Data extracted from a collection:
::::::::

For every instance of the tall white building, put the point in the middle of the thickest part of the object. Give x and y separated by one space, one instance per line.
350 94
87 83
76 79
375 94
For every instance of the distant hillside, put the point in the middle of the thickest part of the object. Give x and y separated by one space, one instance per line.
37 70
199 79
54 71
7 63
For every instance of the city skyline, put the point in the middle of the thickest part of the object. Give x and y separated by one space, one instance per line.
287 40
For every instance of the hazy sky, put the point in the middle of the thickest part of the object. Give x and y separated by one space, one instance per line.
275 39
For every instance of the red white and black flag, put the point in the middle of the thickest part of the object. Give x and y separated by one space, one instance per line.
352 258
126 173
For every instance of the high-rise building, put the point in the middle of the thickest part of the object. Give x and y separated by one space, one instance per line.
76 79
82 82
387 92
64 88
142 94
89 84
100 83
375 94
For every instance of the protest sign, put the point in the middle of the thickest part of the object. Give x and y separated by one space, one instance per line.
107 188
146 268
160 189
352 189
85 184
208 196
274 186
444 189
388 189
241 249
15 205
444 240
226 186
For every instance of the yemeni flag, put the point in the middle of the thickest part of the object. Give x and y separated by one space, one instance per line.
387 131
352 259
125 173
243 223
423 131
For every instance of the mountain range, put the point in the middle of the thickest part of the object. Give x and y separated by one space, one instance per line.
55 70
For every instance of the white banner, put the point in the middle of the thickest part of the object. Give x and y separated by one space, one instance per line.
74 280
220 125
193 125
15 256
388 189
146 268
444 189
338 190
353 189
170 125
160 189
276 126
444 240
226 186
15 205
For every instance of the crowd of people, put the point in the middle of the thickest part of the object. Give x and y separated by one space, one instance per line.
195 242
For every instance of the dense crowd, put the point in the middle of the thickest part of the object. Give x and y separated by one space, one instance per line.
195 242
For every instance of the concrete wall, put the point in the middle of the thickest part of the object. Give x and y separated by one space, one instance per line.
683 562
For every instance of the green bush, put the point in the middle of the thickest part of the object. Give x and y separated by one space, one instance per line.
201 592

::::::::

Please give the items above as a JSON list of strings, one string per line and no blank lines, starting at the line that contains "For every instance of the dense" and ending at the last line of the items.

(Written answer)
[
  "For every instance of the dense crowd, put the point in the middle of the thickest part of the object. Give x and y separated by one space, one instance per line.",
  "195 242",
  "For every instance of the concrete wall, put the point in the middle of the thickest part of the object. Give x and y separated by one space, one instance per line.",
  "683 562",
  "For every instance of the green bush, put the point in the middle of the thickest part of the object. Give x and y separated by one space, one instance per line.",
  "201 592"
]